[Raw data — start]

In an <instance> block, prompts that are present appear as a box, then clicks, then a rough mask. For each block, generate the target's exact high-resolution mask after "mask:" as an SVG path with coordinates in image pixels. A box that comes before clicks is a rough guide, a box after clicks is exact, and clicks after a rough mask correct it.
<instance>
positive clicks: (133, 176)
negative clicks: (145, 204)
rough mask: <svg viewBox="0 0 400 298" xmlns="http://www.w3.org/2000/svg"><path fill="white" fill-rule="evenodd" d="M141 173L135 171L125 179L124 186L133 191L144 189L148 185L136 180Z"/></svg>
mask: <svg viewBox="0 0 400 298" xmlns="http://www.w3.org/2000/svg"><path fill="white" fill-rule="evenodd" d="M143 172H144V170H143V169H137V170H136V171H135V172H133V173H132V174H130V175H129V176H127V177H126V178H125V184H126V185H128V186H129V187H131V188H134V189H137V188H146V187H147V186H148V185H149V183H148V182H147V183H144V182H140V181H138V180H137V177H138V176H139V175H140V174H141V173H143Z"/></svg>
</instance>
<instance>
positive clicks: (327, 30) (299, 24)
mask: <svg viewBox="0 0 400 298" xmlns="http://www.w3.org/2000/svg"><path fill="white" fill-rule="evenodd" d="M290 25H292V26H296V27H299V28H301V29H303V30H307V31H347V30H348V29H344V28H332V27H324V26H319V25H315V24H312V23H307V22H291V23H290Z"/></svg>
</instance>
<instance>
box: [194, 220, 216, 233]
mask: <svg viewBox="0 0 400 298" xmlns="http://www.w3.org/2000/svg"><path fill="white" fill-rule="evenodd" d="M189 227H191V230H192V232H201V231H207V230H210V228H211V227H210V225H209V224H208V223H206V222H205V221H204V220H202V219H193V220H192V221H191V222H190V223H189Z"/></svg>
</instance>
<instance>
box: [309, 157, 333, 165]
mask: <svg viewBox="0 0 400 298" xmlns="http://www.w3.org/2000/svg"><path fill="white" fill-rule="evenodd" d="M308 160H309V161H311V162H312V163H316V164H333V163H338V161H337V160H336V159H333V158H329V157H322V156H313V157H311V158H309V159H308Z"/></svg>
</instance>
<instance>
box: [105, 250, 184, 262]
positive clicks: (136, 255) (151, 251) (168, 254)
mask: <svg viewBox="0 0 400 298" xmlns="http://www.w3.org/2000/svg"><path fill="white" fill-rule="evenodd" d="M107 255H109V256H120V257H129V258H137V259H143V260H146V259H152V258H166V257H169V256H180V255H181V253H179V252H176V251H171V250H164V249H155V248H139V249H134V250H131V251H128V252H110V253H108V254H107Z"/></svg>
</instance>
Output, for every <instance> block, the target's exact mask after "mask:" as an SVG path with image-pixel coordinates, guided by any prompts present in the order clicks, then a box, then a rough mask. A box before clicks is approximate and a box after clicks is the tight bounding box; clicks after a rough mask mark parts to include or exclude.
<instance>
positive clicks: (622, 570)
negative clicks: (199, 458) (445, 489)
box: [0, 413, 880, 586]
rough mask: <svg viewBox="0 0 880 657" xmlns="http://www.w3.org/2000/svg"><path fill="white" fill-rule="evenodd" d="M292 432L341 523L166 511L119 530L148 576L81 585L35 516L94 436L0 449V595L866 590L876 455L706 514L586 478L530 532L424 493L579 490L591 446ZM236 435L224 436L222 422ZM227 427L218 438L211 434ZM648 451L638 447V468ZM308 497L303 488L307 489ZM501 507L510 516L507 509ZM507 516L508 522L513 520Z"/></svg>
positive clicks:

[Raw data — finish]

- Problem details -
Return all of the lines above word for word, changing nothing.

- Finished exercise -
In an <instance> block, prompts that are present appear as a box, then clicks, then a rough mask. For each block, generate the target's exact high-resolution mask after "mask:" as an SVG path with coordinates in image pixels. A box that comes before clicks is a rough guide, a box after clicks is exact, and clicks after a rough mask correct it.
<instance>
positive clicks: (133, 176)
negative clicks: (145, 204)
rough mask: <svg viewBox="0 0 400 298" xmlns="http://www.w3.org/2000/svg"><path fill="white" fill-rule="evenodd" d="M141 173L135 171L125 179L124 186L133 191L144 189L148 185L136 180Z"/></svg>
mask: <svg viewBox="0 0 400 298" xmlns="http://www.w3.org/2000/svg"><path fill="white" fill-rule="evenodd" d="M143 172H144V170H143V169H137V170H136V171H135V172H133V173H132V174H130V175H129V176H127V177H126V178H125V184H126V185H128V186H129V187H131V188H134V189H137V188H146V187H147V186H148V185H149V183H148V182H147V183H144V182H140V181H138V180H137V177H138V176H139V175H140V174H141V173H143Z"/></svg>
</instance>
<instance>
positive clicks: (327, 30) (299, 24)
mask: <svg viewBox="0 0 400 298" xmlns="http://www.w3.org/2000/svg"><path fill="white" fill-rule="evenodd" d="M290 25H292V26H296V27H299V28H301V29H303V30H307V31H347V30H348V29H344V28H332V27H324V26H319V25H315V24H312V23H307V22H291V23H290Z"/></svg>
</instance>
<instance>
box: [194, 220, 216, 233]
mask: <svg viewBox="0 0 400 298" xmlns="http://www.w3.org/2000/svg"><path fill="white" fill-rule="evenodd" d="M189 227H191V230H192V232H201V231H207V230H210V228H211V227H210V225H209V224H208V223H206V222H205V221H204V220H202V219H193V220H192V221H191V222H190V223H189Z"/></svg>
</instance>
<instance>
box: [309, 157, 333, 165]
mask: <svg viewBox="0 0 400 298" xmlns="http://www.w3.org/2000/svg"><path fill="white" fill-rule="evenodd" d="M308 160H309V161H311V162H312V163H316V164H333V163H338V161H337V160H336V159H333V158H329V157H322V156H313V157H311V158H309V159H308Z"/></svg>
</instance>
<instance>
box: [105, 250, 184, 262]
positive clicks: (136, 255) (151, 251) (168, 254)
mask: <svg viewBox="0 0 400 298" xmlns="http://www.w3.org/2000/svg"><path fill="white" fill-rule="evenodd" d="M107 255H109V256H120V257H129V258H137V259H143V260H146V259H152V258H166V257H169V256H180V255H181V253H179V252H176V251H171V250H164V249H155V248H139V249H134V250H131V251H128V252H110V253H108V254H107Z"/></svg>
</instance>
Output, for every <instance> block, the target's exact mask after "mask:" as an SVG path with image-pixel coordinates, guided by any prompts present in the order clicks, then a box, then a rough mask. A box before clicks is approximate and a box after clicks is the tight bounding box; clicks after a rough mask mark parts to include or exclude.
<instance>
positive clicks: (622, 570)
negative clicks: (199, 458) (445, 489)
box: [0, 413, 880, 586]
rough mask: <svg viewBox="0 0 880 657" xmlns="http://www.w3.org/2000/svg"><path fill="white" fill-rule="evenodd" d="M292 432L341 523L166 511L119 530L148 576L81 585L35 516L94 436L0 449V595L866 590L876 455L706 514L586 478L530 532L424 493L579 490L591 446ZM236 435L224 436L222 422ZM227 427L218 438L211 434ZM648 451L638 447V468ZM308 497L303 488L307 489ZM501 507L510 516L507 509ZM507 516L508 522L513 520Z"/></svg>
positive clicks:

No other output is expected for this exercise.